**WHAT IS NEEDED**
Continue the news report on COVID-19 sero-positivity among children, starting after its last sentence.
##### READING PASSAGE
The SARS-CoV-2 sero-positivity rate among children is high and comparable to the adult population and hence, it is unlikely that any future third wave of the prevailing COVID-19 variant would disproportionately affect children aged two years and above, according to the interim findings of an ongoing study conducted in the country.
The interim findings that have appeared on medRxiv, a pre-print server, are based on a mid-term analysis of the data of the 4,509 participants — 700 children in the 2-17 years age group and 3,809 aged 18 years and above — from five states.
The data collection period was from March 15 to June 10 from five sites — Delhi Urban Resettlement Colony, Delhi Rural (villages in Faridabad district of Haryana under Delhi-NCR), Bhubaneswar Rural, Gorakhpur rural and Agartala rural.
The findings are part of an ongoing multi-centric, population-based, age-stratified prospective COVID-19 sero-prevalence study under WHO (World Health Organization) Unity studies conducted by experts, including doctors from the AIIMS — Director Randeep Guleria and Professors from the Department of Centre for Community Medicine Puneet Misra, Shashi Kant and Sanjay K Rai — in the five selected states with a proposed total sample size of 10,000.
##########
##### INFORMATION
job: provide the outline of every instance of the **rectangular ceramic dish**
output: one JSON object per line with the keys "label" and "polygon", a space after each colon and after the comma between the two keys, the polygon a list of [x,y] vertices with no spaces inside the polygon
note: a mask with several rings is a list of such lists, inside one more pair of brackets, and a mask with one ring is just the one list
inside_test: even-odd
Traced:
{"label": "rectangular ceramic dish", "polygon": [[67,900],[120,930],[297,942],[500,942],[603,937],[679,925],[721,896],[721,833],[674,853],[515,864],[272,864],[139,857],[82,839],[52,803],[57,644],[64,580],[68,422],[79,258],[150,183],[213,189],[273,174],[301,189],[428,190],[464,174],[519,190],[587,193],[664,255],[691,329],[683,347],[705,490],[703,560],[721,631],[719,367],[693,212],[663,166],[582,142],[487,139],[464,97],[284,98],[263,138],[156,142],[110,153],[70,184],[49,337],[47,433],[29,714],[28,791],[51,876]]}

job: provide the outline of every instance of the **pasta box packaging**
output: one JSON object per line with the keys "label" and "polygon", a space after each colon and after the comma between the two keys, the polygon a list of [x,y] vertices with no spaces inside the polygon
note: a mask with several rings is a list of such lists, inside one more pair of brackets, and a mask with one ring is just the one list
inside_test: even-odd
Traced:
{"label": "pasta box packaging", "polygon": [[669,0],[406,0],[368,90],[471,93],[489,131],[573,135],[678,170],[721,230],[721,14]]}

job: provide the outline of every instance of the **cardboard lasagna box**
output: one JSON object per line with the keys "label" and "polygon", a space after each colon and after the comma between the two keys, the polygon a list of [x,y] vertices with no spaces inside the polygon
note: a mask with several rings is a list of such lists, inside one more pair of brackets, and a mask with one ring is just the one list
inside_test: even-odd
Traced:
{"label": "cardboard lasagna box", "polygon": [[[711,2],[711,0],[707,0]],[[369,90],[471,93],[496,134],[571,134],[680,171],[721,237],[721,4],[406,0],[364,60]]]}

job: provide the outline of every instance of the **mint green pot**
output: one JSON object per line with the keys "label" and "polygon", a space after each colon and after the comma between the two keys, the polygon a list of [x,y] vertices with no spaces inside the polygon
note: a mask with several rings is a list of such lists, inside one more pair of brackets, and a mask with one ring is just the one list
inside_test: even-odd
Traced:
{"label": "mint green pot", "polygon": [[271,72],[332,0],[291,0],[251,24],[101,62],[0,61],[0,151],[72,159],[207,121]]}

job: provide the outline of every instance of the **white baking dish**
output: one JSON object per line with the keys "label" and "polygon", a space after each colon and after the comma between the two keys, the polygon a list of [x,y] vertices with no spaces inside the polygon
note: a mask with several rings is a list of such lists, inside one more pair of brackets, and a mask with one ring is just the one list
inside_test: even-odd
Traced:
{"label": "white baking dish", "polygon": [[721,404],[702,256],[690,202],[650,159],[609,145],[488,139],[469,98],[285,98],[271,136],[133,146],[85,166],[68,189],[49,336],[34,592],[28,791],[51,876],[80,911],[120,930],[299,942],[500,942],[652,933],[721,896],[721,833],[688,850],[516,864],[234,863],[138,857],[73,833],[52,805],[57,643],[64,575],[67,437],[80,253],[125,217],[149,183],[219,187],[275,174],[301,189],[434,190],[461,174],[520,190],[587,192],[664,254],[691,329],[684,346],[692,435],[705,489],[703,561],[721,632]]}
##########
**WRITTEN REPLY**
“The seroprevalence was 55.7 per cent in the below 18 years age group and 63.5 per cent in the above 18 years age group. There was no statistically significant difference in prevalence between adult and children,” the findings stated.
The site-wise numbers of available data among the 2-17 age group were 92, 189, 165, 146 and 108 for Delhi Urban Resettlement Colony, Delhi Rural, Bhubaneswar Rural, Gorakhpur Rural and Agartala Rural respectively.
The total serum antibody against the SARS-CoV-2 virus was assessed qualitatively by using a standard ELISA kit.
The study findings come amid concerns raised in the country regarding a probable third wave of COVID-19 where children and youngsters are likely to get affected the most.
Irrespective of the age group, rural sites had a lower sero-positivity rate compared to the urban site (in Delhi). Within the rural sites, children had a slightly lower sero-positivity rate compared to adults. However, this differential prevalence was not observed in the urban site, according to the findings.
“There was a slightly higher sero-positivity rate observed among female children. This finding was in contrast to the meta-analysis where it was shown that the prevalence is higher in men. This may be a chance finding due to small number of data available at the time of mid-term analysis,” the study stated.
The higher seropositivity rate in children aged 10-17 years may be reflective of their higher mobility and independence compared to the younger children.
As reported in the literature, a large proportion of children (50.9 per cent) had asymptomatic COVID-19 infection.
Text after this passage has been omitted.